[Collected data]
------------------------------
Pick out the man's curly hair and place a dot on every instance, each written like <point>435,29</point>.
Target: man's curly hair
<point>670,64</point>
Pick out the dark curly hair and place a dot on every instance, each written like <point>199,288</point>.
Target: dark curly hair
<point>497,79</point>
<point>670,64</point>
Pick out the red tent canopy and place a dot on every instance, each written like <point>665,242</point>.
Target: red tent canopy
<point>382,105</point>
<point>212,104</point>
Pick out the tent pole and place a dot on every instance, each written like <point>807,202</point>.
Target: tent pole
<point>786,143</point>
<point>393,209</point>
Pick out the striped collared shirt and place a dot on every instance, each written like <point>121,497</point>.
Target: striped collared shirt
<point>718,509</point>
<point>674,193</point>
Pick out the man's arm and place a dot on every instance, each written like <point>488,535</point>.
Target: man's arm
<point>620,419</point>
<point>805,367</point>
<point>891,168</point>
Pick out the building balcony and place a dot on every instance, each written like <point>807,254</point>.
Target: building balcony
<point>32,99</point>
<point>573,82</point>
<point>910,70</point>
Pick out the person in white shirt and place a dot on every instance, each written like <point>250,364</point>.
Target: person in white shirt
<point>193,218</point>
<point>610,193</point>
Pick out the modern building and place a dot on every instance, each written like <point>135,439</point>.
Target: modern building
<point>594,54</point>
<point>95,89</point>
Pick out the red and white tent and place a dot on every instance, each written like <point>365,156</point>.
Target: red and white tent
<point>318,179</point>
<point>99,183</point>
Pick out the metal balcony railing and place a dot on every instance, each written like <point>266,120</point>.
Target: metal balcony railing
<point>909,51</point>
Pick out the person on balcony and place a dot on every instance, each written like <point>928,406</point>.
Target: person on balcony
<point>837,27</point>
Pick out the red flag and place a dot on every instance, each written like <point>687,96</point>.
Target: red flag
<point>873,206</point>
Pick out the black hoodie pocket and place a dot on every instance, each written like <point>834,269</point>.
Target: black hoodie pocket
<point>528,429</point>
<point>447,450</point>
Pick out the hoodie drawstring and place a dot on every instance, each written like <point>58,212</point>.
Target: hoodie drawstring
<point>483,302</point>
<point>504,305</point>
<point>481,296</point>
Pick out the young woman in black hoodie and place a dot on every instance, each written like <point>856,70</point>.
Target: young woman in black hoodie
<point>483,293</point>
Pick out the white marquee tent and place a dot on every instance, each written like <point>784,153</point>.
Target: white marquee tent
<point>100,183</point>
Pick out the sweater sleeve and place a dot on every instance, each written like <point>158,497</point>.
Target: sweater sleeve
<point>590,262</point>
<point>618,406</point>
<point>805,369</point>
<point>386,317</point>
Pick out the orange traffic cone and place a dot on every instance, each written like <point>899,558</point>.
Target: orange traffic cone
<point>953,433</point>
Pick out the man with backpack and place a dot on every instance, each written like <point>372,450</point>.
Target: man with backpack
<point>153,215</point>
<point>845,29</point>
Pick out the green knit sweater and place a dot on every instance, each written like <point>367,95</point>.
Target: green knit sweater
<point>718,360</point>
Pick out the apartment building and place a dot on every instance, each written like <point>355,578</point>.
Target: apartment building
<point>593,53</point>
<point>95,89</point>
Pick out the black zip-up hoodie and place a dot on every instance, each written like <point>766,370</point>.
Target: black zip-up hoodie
------------------------------
→ Short problem: Please go through the records above and change every "Pick out" to "Locate", keeping everything else the same.

→ The completed task:
Locate the man's curly hair and place a dot on every instance, each written like <point>435,29</point>.
Target: man's curly hair
<point>670,64</point>
Locate the dark curly hair and place a dot on every instance, each written like <point>199,288</point>.
Target: dark curly hair
<point>497,79</point>
<point>670,64</point>
Locate the red tent canopy and place a dot on every instance, each written like <point>665,242</point>.
Target: red tent canopy
<point>382,105</point>
<point>212,104</point>
Locate the tent pole and place a dot on every instance, each written like <point>807,202</point>.
Target: tent pole
<point>786,143</point>
<point>393,209</point>
Locate the striped collared shirt and place a dot on every instance, each written like <point>121,497</point>.
Target: striped collared shirt
<point>718,509</point>
<point>674,193</point>
Locate the man's arm and place a dot on every instance, each written like <point>488,535</point>.
Target: man's arm
<point>620,419</point>
<point>805,367</point>
<point>891,168</point>
Locate the building balcony and place a dot on every instance, each written like <point>807,254</point>.
Target: building balcony
<point>32,99</point>
<point>573,82</point>
<point>910,70</point>
Locate the person in white shirt and place a dot on every instance, each written like <point>250,364</point>.
Target: person in white shirt
<point>193,218</point>
<point>610,193</point>
Locate the modern building and place a dot on every instance, each written like <point>135,439</point>.
Target: modern building
<point>594,54</point>
<point>95,89</point>
Locate the red and white tent and place a dot on every instance, each written like <point>365,156</point>.
Target: red and white tent
<point>318,179</point>
<point>99,183</point>
Locate the metal balcony railing and place a dot on every instance, each written like <point>266,120</point>.
Target: metal balcony railing
<point>909,51</point>
Locate the person on balcony and place a dot on every instance, each written like <point>928,406</point>.
Target: person on balcony
<point>837,27</point>
Locate the red flag and place a dot on every instance, each written like <point>687,96</point>.
Target: red flag
<point>873,206</point>
Locate the black hoodie pocket and place a dot on every instance, each written like <point>834,269</point>.
Target: black hoodie pocket
<point>528,429</point>
<point>447,450</point>
Locate the hoodie drawstring and place a dot on every instance, each written like <point>58,212</point>.
Target: hoodie drawstring
<point>483,302</point>
<point>504,305</point>
<point>481,296</point>
Locate the young woman in black hoodie and place a dot on every instance, each written like <point>856,70</point>.
Target: young woman in black hoodie
<point>483,293</point>
Locate the white marquee tent and place a dot on every instance, each written like <point>784,153</point>.
Target: white marquee tent
<point>100,183</point>
Locate the sweater sleeve and place a dot on every instance, each written like <point>158,497</point>.
Target: sweater sleeve
<point>590,262</point>
<point>618,406</point>
<point>805,369</point>
<point>386,317</point>
Locate the orange traffic cone and place a dot on every instance, each written like <point>899,558</point>.
Target: orange traffic cone
<point>953,433</point>
Locate the man with backpack and place a dot on every instance, each written like <point>372,450</point>.
Target: man with backpack
<point>153,215</point>
<point>845,29</point>
Locate the green knit sweater and place a dot on every instance, each written like <point>367,95</point>.
Target: green knit sweater
<point>718,360</point>
Locate the apartment building and place a dot on every instance, each written like <point>355,578</point>.
Target: apartment building
<point>593,53</point>
<point>95,89</point>
Locate the black zip-up hoodie and place a dot on every instance, each written like <point>766,370</point>.
Target: black zip-up hoodie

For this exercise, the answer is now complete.